**Data entries:**

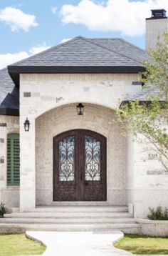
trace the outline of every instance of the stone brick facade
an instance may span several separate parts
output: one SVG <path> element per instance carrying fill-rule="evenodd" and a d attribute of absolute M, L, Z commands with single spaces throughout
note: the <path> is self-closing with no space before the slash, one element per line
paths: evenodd
<path fill-rule="evenodd" d="M 115 109 L 125 97 L 141 89 L 138 74 L 21 74 L 18 117 L 1 116 L 0 201 L 21 211 L 53 202 L 53 137 L 73 129 L 97 132 L 107 138 L 107 200 L 110 205 L 132 203 L 136 217 L 148 207 L 167 206 L 168 175 L 152 150 L 124 137 Z M 136 83 L 135 83 L 136 84 Z M 78 116 L 76 105 L 85 106 Z M 23 123 L 28 117 L 30 131 Z M 6 134 L 20 129 L 21 184 L 6 186 Z M 4 140 L 3 140 L 4 139 Z M 152 157 L 151 157 L 152 156 Z M 3 160 L 2 160 L 3 162 Z"/>

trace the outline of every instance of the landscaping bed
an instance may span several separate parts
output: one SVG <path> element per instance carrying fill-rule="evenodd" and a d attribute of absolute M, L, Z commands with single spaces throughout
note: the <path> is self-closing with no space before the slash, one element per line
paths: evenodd
<path fill-rule="evenodd" d="M 117 248 L 134 254 L 168 255 L 168 237 L 151 237 L 140 235 L 125 235 L 114 245 Z"/>
<path fill-rule="evenodd" d="M 0 256 L 38 255 L 46 250 L 24 234 L 0 235 Z"/>

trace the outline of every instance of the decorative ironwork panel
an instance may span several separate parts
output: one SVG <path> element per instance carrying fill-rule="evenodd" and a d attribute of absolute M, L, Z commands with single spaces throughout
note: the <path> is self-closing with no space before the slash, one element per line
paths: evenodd
<path fill-rule="evenodd" d="M 68 137 L 59 142 L 59 181 L 75 179 L 75 137 Z"/>
<path fill-rule="evenodd" d="M 85 179 L 100 180 L 100 142 L 91 137 L 85 139 Z"/>

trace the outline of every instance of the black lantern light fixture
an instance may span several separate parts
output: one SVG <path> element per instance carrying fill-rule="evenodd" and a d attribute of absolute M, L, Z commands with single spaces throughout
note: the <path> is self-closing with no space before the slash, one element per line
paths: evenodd
<path fill-rule="evenodd" d="M 82 103 L 79 103 L 78 105 L 76 106 L 77 113 L 78 115 L 83 115 L 84 112 L 84 106 Z"/>
<path fill-rule="evenodd" d="M 28 132 L 30 129 L 30 122 L 28 120 L 28 118 L 26 118 L 26 120 L 25 120 L 24 122 L 24 130 L 25 132 Z"/>

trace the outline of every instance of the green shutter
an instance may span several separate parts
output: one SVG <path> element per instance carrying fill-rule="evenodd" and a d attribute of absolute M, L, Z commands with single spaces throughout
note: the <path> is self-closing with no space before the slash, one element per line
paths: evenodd
<path fill-rule="evenodd" d="M 19 134 L 12 133 L 7 138 L 7 185 L 20 184 Z"/>

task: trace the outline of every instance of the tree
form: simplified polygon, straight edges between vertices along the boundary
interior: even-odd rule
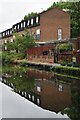
[[[22,54],[24,57],[26,56],[26,49],[30,47],[36,46],[35,39],[32,35],[29,34],[28,30],[24,35],[19,35],[18,33],[14,33],[15,40],[14,42],[8,42],[6,44],[8,48],[8,52],[16,50],[17,54]]]
[[[28,19],[30,19],[31,17],[34,17],[34,16],[36,16],[36,15],[37,15],[37,12],[35,12],[35,13],[31,12],[31,13],[29,13],[28,15],[25,15],[25,16],[24,16],[24,20],[28,20]]]
[[[79,2],[57,2],[53,3],[48,9],[58,7],[68,10],[71,16],[71,37],[80,36],[80,1]]]

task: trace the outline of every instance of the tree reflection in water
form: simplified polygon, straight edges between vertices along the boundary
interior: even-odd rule
[[[4,66],[2,76],[2,82],[38,106],[79,120],[79,81],[20,66]]]

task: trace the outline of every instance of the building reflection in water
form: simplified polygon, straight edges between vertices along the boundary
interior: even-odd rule
[[[10,83],[11,77],[3,77],[3,82],[38,106],[56,113],[70,106],[70,84],[62,79],[58,80],[54,73],[29,69],[24,75],[17,73],[16,76],[14,75],[15,79],[13,78],[14,83],[12,81]],[[34,82],[32,82],[33,80]],[[21,89],[18,84],[22,85]]]
[[[33,92],[38,96],[37,105],[58,113],[71,104],[70,84],[55,79],[54,73],[29,70],[27,75],[36,80]]]

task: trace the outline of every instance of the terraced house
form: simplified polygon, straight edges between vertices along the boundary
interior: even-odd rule
[[[22,35],[25,33],[25,28],[34,36],[38,44],[38,48],[35,48],[34,52],[32,49],[27,51],[28,59],[38,58],[38,56],[48,59],[48,55],[53,55],[56,43],[66,42],[70,39],[70,15],[59,8],[43,11],[28,20],[14,24],[10,29],[2,31],[0,33],[0,44],[7,43],[8,40],[13,42],[15,39],[13,32]],[[50,45],[51,43],[53,44]],[[7,50],[6,45],[4,49]],[[35,53],[36,49],[41,52]],[[51,59],[54,62],[53,56]]]

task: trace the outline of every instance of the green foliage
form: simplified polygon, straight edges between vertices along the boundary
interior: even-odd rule
[[[26,57],[26,49],[34,47],[36,45],[35,40],[32,35],[26,30],[25,35],[18,35],[14,33],[14,42],[6,43],[7,51],[3,51],[2,60],[3,63],[13,63],[15,60],[24,59]]]
[[[57,2],[53,3],[48,9],[58,7],[68,10],[71,16],[71,37],[80,36],[80,1],[79,2]]]
[[[72,44],[71,43],[62,43],[58,44],[56,46],[57,51],[65,52],[65,51],[71,51],[72,50]]]
[[[24,20],[28,20],[28,19],[30,19],[31,17],[34,17],[34,16],[36,16],[36,15],[37,15],[37,12],[35,12],[35,13],[31,12],[31,13],[29,13],[28,15],[25,15],[25,16],[24,16]]]
[[[53,71],[61,74],[71,75],[80,77],[80,68],[68,67],[68,66],[59,66],[53,67]]]

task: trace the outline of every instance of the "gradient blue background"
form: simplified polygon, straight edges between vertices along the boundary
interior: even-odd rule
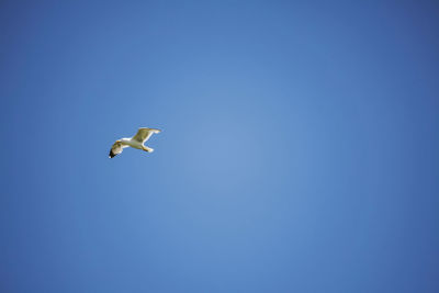
[[[438,15],[2,1],[0,291],[439,292]]]

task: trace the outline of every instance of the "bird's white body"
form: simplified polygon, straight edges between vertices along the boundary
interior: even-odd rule
[[[151,153],[154,151],[153,148],[145,146],[145,142],[149,139],[149,137],[154,133],[160,133],[159,129],[155,128],[138,128],[138,132],[136,133],[135,136],[131,138],[121,138],[116,140],[113,146],[111,147],[110,150],[110,158],[113,158],[117,156],[119,154],[122,153],[122,150],[126,147],[132,147],[132,148],[137,148],[137,149],[143,149],[145,151]]]

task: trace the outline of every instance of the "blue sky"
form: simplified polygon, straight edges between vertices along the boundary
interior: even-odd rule
[[[0,291],[438,292],[438,12],[2,1]]]

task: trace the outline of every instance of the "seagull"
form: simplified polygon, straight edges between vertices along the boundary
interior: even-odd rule
[[[138,128],[135,136],[131,138],[121,138],[116,140],[110,149],[110,158],[113,158],[122,153],[125,147],[134,147],[137,149],[143,149],[148,153],[153,153],[154,148],[144,146],[145,142],[153,135],[153,133],[160,133],[161,131],[155,128]]]

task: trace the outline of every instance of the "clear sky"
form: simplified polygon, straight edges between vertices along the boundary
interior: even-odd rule
[[[1,1],[0,291],[439,292],[438,15]]]

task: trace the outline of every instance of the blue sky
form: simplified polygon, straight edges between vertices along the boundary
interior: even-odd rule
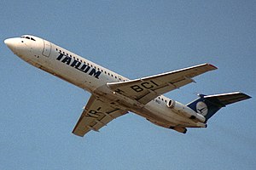
[[[255,1],[1,1],[0,169],[255,169]],[[218,70],[166,96],[242,91],[187,134],[133,113],[72,134],[90,94],[5,46],[32,34],[131,79],[211,63]]]

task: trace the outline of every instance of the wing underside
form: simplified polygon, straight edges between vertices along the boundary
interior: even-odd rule
[[[73,133],[84,136],[90,130],[99,131],[110,121],[127,113],[118,108],[112,107],[109,104],[90,96],[88,104],[77,122]]]

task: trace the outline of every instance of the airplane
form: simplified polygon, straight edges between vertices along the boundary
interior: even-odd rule
[[[98,132],[112,120],[134,112],[152,123],[186,133],[188,128],[207,128],[222,107],[250,99],[233,92],[199,98],[183,105],[163,94],[195,82],[195,76],[216,70],[206,63],[130,80],[45,39],[24,35],[4,40],[8,48],[30,65],[91,94],[73,133]]]

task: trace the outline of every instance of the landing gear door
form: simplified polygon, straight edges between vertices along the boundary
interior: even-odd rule
[[[46,57],[49,57],[50,50],[51,50],[51,43],[46,40],[44,40],[43,55]]]

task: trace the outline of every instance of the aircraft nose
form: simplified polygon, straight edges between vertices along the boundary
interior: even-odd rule
[[[14,51],[15,49],[15,41],[13,38],[8,38],[8,39],[4,40],[4,43],[12,51]]]

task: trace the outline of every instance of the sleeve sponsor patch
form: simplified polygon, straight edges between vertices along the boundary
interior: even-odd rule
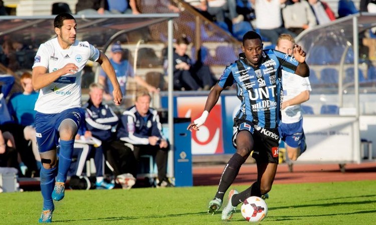
[[[134,130],[135,130],[134,124],[128,124],[127,126],[128,127],[128,132],[134,132]]]
[[[41,62],[41,56],[36,56],[34,58],[34,62]]]

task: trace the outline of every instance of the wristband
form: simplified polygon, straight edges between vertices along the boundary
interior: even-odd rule
[[[208,118],[208,116],[209,115],[209,112],[207,111],[206,110],[204,111],[203,112],[202,115],[201,115],[201,116],[200,116],[199,118],[198,118],[196,119],[194,122],[196,125],[196,126],[198,128],[201,125],[203,124],[205,121],[206,120],[207,118]]]

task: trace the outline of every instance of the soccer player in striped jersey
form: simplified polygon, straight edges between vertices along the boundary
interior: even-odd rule
[[[54,26],[57,36],[41,44],[34,58],[32,78],[34,89],[40,90],[35,108],[37,142],[43,166],[40,176],[43,209],[40,222],[52,222],[53,199],[59,201],[64,196],[75,136],[85,119],[85,111],[81,108],[81,77],[89,60],[99,62],[110,78],[115,104],[120,105],[122,98],[108,58],[87,42],[76,40],[74,18],[69,14],[59,14]]]
[[[272,188],[278,164],[278,126],[281,116],[281,70],[301,76],[309,76],[306,53],[295,45],[293,57],[274,50],[263,50],[261,38],[255,32],[243,38],[243,52],[238,60],[227,67],[209,94],[204,111],[187,129],[199,130],[226,87],[235,84],[241,102],[234,118],[233,144],[236,148],[225,166],[218,188],[209,202],[208,212],[214,214],[222,206],[225,193],[237,176],[242,164],[253,150],[257,164],[257,180],[241,193],[230,191],[229,204],[222,218],[228,220],[238,204],[250,196],[261,196]]]

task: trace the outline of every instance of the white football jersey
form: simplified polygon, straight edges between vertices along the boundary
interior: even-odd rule
[[[66,50],[61,48],[57,38],[41,44],[34,58],[33,68],[43,66],[49,73],[68,63],[73,63],[78,67],[78,70],[75,74],[61,76],[41,88],[35,110],[44,114],[56,114],[68,108],[80,107],[81,72],[88,60],[95,62],[99,56],[99,50],[87,42],[76,40]]]
[[[304,90],[312,90],[308,78],[302,78],[283,70],[282,72],[284,101],[294,98]],[[282,110],[282,122],[284,124],[297,122],[302,118],[300,104],[286,107]]]

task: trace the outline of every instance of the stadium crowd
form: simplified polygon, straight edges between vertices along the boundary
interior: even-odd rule
[[[6,4],[5,4],[4,2],[0,0],[0,16],[10,14],[11,12],[6,7]],[[75,12],[78,15],[91,14],[138,14],[143,12],[140,10],[140,6],[153,6],[153,4],[158,6],[165,6],[165,8],[163,8],[169,12],[180,12],[182,8],[180,4],[176,4],[176,1],[160,0],[156,2],[158,2],[157,4],[154,1],[147,0],[78,0],[76,6]],[[325,2],[320,0],[184,0],[177,2],[180,3],[184,2],[185,4],[184,4],[184,6],[186,6],[187,5],[190,6],[195,10],[230,33],[233,33],[234,31],[238,28],[237,26],[243,26],[246,24],[247,26],[244,27],[248,28],[244,30],[245,33],[248,31],[250,28],[261,34],[263,40],[270,42],[272,44],[276,44],[276,40],[281,34],[290,34],[294,37],[304,30],[314,27],[317,24],[329,22],[336,19],[335,14],[331,10],[328,4]],[[373,4],[374,4],[374,2],[361,0],[360,10],[370,12],[373,10],[372,7]],[[55,14],[64,12],[72,13],[69,6],[67,7],[67,4],[64,3],[55,5],[54,6],[55,8],[53,9],[54,10],[52,12]],[[155,7],[155,8],[157,10],[158,8],[162,8]],[[353,2],[350,0],[339,1],[338,17],[358,12],[354,6]],[[156,11],[156,12],[157,12]],[[263,16],[267,14],[270,16],[267,18]],[[2,43],[0,49],[0,71],[2,74],[0,75],[0,166],[17,168],[19,170],[20,176],[38,176],[41,163],[38,152],[35,140],[36,132],[33,124],[34,116],[35,115],[34,105],[38,94],[33,90],[31,86],[31,68],[29,68],[29,70],[25,70],[21,64],[17,56],[17,52],[31,50],[34,47],[24,44],[8,36],[2,36],[0,42]],[[201,64],[202,62],[199,60],[197,62],[199,64],[190,64],[191,60],[185,52],[187,46],[190,44],[187,38],[177,38],[175,44],[174,54],[175,89],[196,90],[209,90],[212,88],[215,85],[215,80],[211,74],[210,68],[204,66],[205,65]],[[182,48],[185,49],[181,50]],[[125,50],[122,48],[119,44],[115,44],[111,48],[111,62],[113,66],[118,66],[119,70],[127,71],[126,73],[124,73],[126,75],[121,78],[119,76],[118,78],[118,80],[122,81],[123,83],[123,94],[125,93],[125,85],[127,78],[132,76],[135,77],[138,84],[146,88],[148,92],[157,92],[158,90],[155,87],[147,84],[138,76],[135,76],[132,66],[129,62],[126,60],[115,59],[117,53],[123,53]],[[119,56],[121,58],[121,55]],[[186,62],[184,62],[184,60]],[[183,62],[183,64],[181,62]],[[201,67],[198,68],[198,64]],[[116,66],[117,64],[118,66]],[[205,72],[200,72],[203,68]],[[204,78],[205,76],[209,74],[210,76],[209,77]],[[106,80],[105,74],[101,72],[99,78],[100,84],[97,84],[97,86],[103,91],[105,99],[109,100],[111,98],[111,86]],[[149,98],[150,98],[150,96]],[[137,101],[136,98],[136,103]],[[92,100],[91,98],[85,106],[86,107],[87,106],[94,106]],[[105,107],[105,110],[110,110],[109,112],[113,116],[113,112],[111,112],[110,106],[102,105],[101,101],[98,106],[103,106]],[[88,112],[87,114],[90,114],[90,113]],[[100,113],[98,114],[100,114]],[[115,131],[115,130],[113,129],[112,126],[116,126],[118,124],[121,124],[121,122],[125,122],[122,120],[121,118],[119,119],[118,117],[120,116],[118,116],[119,115],[115,116],[118,119],[117,122],[113,122],[113,124],[110,126],[111,128],[107,129],[107,132]],[[123,125],[123,126],[120,126],[123,128],[128,127],[126,125]],[[88,126],[86,126],[87,128],[87,127]],[[92,136],[100,140],[102,146],[107,146],[106,144],[111,146],[106,143],[109,140],[101,139],[103,138],[101,135],[93,135],[93,131],[89,128],[81,131],[81,136],[77,136],[77,140],[87,139]],[[116,136],[115,139],[118,141],[124,138],[114,134],[111,136]],[[83,136],[84,138],[83,138]],[[161,140],[163,140],[162,136],[158,136],[158,140],[155,142],[155,140],[149,140],[149,142],[150,144],[153,143],[153,146],[155,146],[157,143],[158,144],[160,144],[161,148],[167,147],[165,146],[164,143],[161,144]],[[111,140],[111,142],[112,140]],[[134,144],[131,142],[129,144]],[[145,142],[136,144],[145,144]],[[94,144],[89,145],[90,148],[96,148]],[[127,148],[132,148],[134,146]],[[92,151],[95,152],[95,154],[90,154],[88,153],[86,157],[93,157],[95,158],[95,166],[98,172],[96,174],[97,186],[111,188],[113,186],[109,184],[110,180],[108,184],[104,184],[102,179],[104,168],[103,166],[103,162],[105,162],[106,158],[111,158],[111,156],[109,157],[108,151],[103,150],[102,157],[97,156],[100,151]],[[82,152],[82,150],[79,152]],[[113,150],[112,152],[114,154]],[[137,158],[136,155],[135,156],[135,160],[137,161],[138,158]],[[83,158],[86,161],[86,158]],[[157,162],[158,160],[157,160]],[[164,160],[165,158],[163,158],[163,160],[160,160],[159,162],[158,162],[158,168],[162,170],[162,174],[165,174],[163,172],[165,168],[163,168],[163,164],[160,162],[164,162]],[[116,162],[112,160],[111,166],[115,177],[120,177],[119,176],[121,176],[121,175],[126,174],[126,176],[126,176],[127,180],[134,180],[137,172],[123,172],[121,168],[123,165],[119,165],[119,164],[121,164],[121,162]],[[79,165],[80,163],[78,163],[76,166],[80,166]],[[137,166],[137,163],[133,166]],[[72,175],[82,174],[82,169],[79,170],[80,172],[77,172],[77,168],[73,169],[74,172],[72,172]],[[162,182],[164,181],[167,183],[166,186],[169,186],[170,184],[168,179],[164,176],[165,175],[158,174],[160,182],[161,184]],[[115,180],[116,178],[114,179],[114,180]],[[118,180],[118,182],[122,184],[124,183],[124,182],[122,181]],[[132,182],[130,182],[131,184]],[[160,184],[158,183],[157,185],[158,184]],[[127,188],[129,186],[131,186],[127,184],[125,186],[123,185],[123,186],[125,186]]]

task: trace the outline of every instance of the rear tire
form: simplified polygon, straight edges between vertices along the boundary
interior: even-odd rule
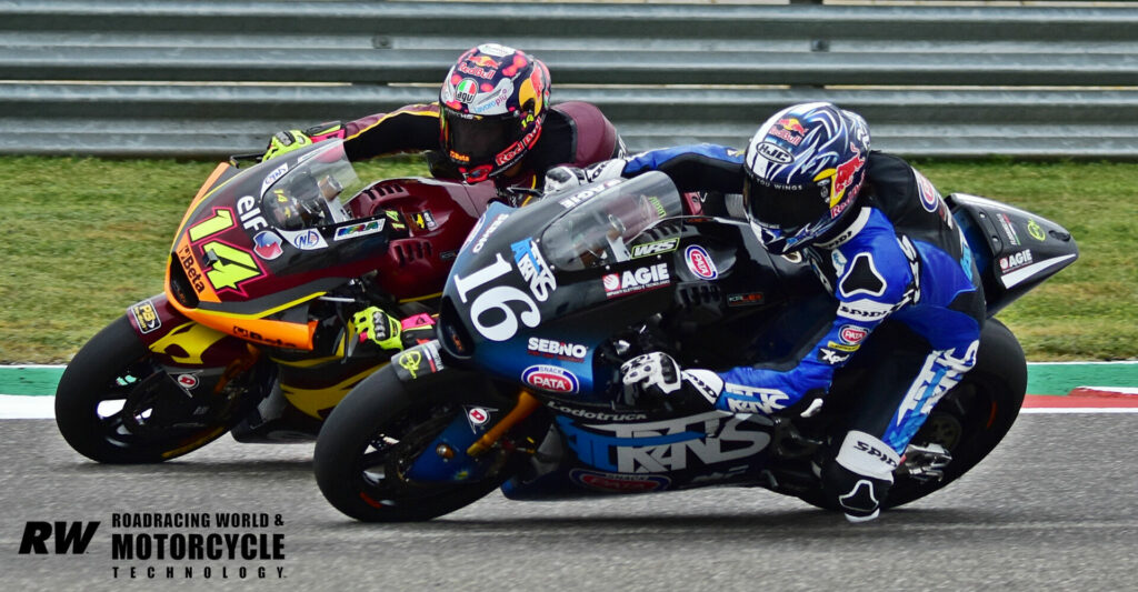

**Short exercise:** Starting with the line that holds "task: trace the outline of every instance of the rear", retype each line through the last one in the listing above, exactly as written. Do not copy any pictures.

**Result of the exercise:**
task: trace the outline of every instance of the rear tire
form: simplified polygon, straight edges between vertices along the boundary
interior: even-odd rule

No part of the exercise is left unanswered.